_Exercise goal_
Could you copy every record below exactly as it is written?
-------- Available data
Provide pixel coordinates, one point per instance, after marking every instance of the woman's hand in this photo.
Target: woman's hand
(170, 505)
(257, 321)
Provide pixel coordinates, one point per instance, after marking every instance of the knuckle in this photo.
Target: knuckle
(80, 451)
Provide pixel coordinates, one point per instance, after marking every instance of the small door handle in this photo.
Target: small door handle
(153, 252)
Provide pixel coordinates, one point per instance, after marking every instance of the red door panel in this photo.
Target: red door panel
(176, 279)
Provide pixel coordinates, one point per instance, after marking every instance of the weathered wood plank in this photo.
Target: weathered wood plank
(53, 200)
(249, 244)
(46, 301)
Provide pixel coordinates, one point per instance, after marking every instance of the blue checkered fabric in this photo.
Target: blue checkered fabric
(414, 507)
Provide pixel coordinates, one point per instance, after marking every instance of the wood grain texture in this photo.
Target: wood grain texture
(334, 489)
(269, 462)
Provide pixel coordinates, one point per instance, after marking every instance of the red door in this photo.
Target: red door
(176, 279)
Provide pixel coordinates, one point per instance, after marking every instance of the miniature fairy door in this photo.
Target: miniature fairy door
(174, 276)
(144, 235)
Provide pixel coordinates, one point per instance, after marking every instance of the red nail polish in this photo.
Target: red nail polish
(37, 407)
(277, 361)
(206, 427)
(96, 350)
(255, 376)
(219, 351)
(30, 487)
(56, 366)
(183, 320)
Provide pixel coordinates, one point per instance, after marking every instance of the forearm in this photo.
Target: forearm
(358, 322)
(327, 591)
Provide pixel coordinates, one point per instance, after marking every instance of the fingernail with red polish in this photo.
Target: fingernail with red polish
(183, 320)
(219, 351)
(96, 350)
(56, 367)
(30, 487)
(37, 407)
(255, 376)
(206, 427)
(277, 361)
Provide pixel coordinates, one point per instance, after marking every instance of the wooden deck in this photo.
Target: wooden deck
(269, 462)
----------------
_Output for this exercise_
Provide pixel coordinates, one point per instance, after marking every instance of the woman's hand in this photo.
Target: woman's hand
(170, 505)
(257, 321)
Provide pixel coordinates, one point per instance, after marking every instance of the knuckle in this photo.
Target: knuckle
(80, 451)
Provide pixel coordinates, one point per instance, after marking every instance of the small door handle in this photo.
Target: small door handle
(153, 252)
Provide pixel coordinates, one point per instance, after marking every instance of the red door panel in this photo.
Target: red door panel
(176, 279)
Provide pixel coordinates, one point per instance, after marking every instance of the weathered wood plank in this photo.
Target: weathered wood plank
(53, 200)
(249, 244)
(46, 301)
Provide pixel coordinates, one point per instance, after marking every instance of the blue checkered fabric in this photo.
Target: blue checkered fabric
(414, 507)
Provide pixel coordinates, one point per instance, after marking every instance of the wood grain texture in this photo.
Target: wood grain texture
(334, 489)
(269, 462)
Provide pixel coordinates, one point per instance, after marking every instance of the red door in this photo.
Target: red door
(176, 279)
Provide pixel coordinates, one point per instance, after marking every instance of the miniature fairy door in this photo.
Target: miniature fairy door
(174, 276)
(144, 235)
Provide pixel coordinates, one point per instance, after marking every instance of the red nail polish in this photo.
Target: red nail polish
(37, 407)
(277, 361)
(206, 427)
(96, 350)
(255, 376)
(219, 351)
(30, 487)
(56, 366)
(183, 320)
Provide pixel coordinates, one point per instance, after marking every instance of the forearm in this photo.
Target: forearm
(358, 322)
(327, 591)
Provide pixel coordinates, one point per instance, after marking every instance of the fingernail with red polish in this photo.
Target: fingernail with red polish
(183, 320)
(219, 351)
(96, 350)
(56, 367)
(30, 487)
(37, 407)
(255, 376)
(206, 427)
(277, 361)
Provide pixel coordinates, one point per instance, after marking every instance of the wooden deck in this photo.
Target: wooden deck
(269, 462)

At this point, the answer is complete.